EXERCISE DESCRIPTION: Reproduce the listing below with every occurrence of "bounding box" switched to "enclosing rectangle" and all other text left unchanged. Leave the pictures out of the output.
▽
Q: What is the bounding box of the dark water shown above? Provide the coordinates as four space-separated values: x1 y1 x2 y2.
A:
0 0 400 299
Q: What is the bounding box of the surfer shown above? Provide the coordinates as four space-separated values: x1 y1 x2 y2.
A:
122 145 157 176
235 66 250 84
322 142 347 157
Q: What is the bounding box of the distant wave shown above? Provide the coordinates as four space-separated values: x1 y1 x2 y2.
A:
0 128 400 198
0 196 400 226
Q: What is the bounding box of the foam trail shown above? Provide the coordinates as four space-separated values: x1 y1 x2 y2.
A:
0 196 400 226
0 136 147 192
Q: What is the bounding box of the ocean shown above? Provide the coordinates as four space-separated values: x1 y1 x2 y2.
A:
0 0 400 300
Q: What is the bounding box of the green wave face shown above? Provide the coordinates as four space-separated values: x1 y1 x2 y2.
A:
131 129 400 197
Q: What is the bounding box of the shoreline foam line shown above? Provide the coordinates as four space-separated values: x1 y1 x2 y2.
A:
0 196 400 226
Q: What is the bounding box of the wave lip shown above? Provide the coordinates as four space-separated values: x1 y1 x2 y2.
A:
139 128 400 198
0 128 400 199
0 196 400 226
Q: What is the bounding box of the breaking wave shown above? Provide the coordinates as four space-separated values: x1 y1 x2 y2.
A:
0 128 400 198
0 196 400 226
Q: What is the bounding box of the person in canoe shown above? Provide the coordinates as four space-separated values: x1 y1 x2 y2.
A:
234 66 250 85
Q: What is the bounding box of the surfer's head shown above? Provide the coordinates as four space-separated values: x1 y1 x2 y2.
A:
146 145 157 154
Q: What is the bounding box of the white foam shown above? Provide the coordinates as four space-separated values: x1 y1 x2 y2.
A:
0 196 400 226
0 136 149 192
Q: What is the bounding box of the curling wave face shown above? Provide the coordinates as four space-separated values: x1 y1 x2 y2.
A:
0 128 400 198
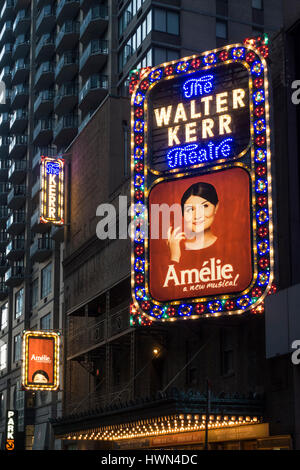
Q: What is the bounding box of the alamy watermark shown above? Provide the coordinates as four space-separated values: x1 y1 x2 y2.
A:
292 80 300 105
96 196 206 244
0 82 6 104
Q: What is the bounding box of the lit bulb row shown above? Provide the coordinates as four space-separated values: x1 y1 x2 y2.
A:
132 45 271 324
67 415 261 441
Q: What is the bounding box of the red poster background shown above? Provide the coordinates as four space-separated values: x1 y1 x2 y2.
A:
149 167 252 301
27 337 55 385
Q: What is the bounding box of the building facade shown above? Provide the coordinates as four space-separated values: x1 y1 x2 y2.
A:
0 0 291 449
△
COMPLETED EXERCISE:
Q: What is the enclosing rectangle of the dark water shown above? Provide the coordinates as four space-separated values: x1 y1 x2 y2.
A:
0 0 400 299
Q: What is the enclosing rectangle of the surfer shown above? Provide the coordinates as four space-separated values: x1 y1 x2 y2.
A:
122 145 157 176
235 66 250 84
322 142 347 157
Q: What is the enclosing rectangle of the distant wave shown above? Provide the coordinates as four space-separated values: x1 y1 x2 y2.
A:
0 128 400 198
0 196 400 226
Q: What is the enclosing rectangle of the foam trail shown above? Provide the coordinates as four space-separated values: x1 y1 x2 y2.
A:
0 196 400 226
0 136 147 192
Q: What is the enclosing rectangle of the ocean shown above? Provide the coordinates as four space-separated values: x1 y1 x2 y2.
A:
0 0 400 300
Q: What is the enclosing rectangle of the green wave face shown above? Provide the coordinates as four space-separated values: x1 y1 x2 y2.
A:
131 129 400 197
Q: What is the enclosing rectangle of the shoreline foam line shown above? Provide the coordinates as four space-separated values: x1 y1 x2 y2.
A:
0 196 400 226
Q: What is the enclosing rectangle of the wave lip shown above? Provide the coordinates as four space-separated values: x1 y1 x2 y2.
A:
139 128 400 198
0 128 400 199
0 196 400 226
Q: What is the enclosing rectangle of the breaking wave shown above? Provide the coordinates as four space-separated values: x1 y1 x2 y2.
A:
0 128 400 198
0 196 400 226
Q: What is the enclosing rectangle of the person in canoe shown above? Provide the coordinates as four space-separated values: x1 y1 x2 y2.
A:
234 66 250 85
Q: What is the enclosing rectangle of the surfer's head shown above? Provide the coordinates as four space-separated values: x1 y1 x2 y2.
A:
146 145 157 154
Q: What is the enclosing rectangle of the white foam shown above? Provide the coordinates as four space-separated values: x1 y1 x2 y2.
A:
0 196 400 226
0 136 149 192
Q: What is the enclosing rectangle of the curling wave face shown above? Provide the coordinates as four space-separated values: x1 y1 x2 y2.
A:
0 128 400 198
Q: What is the enclosing rectangle of the alamy watermark shown above? Provide the coordinates as four space-separated values: x1 y1 x2 y2.
A:
292 80 300 105
96 196 206 244
0 82 6 104
Q: What is the enclosing rectangle of the lit bulb row shown above? Provide the coordinates as four space-separated values: x1 y1 x2 y2.
A:
132 45 271 324
67 415 261 441
Q: What is the enclosing rectangle of the red poster background shown above? Provide the coordinates as four space-separated values: x1 y1 x2 y2.
A:
149 167 252 301
27 337 55 385
Q: What is the enclosing rectangle of the building facade shown above? Provide the coordinates as four space-separated values: x1 y1 x2 y2.
A:
0 0 291 449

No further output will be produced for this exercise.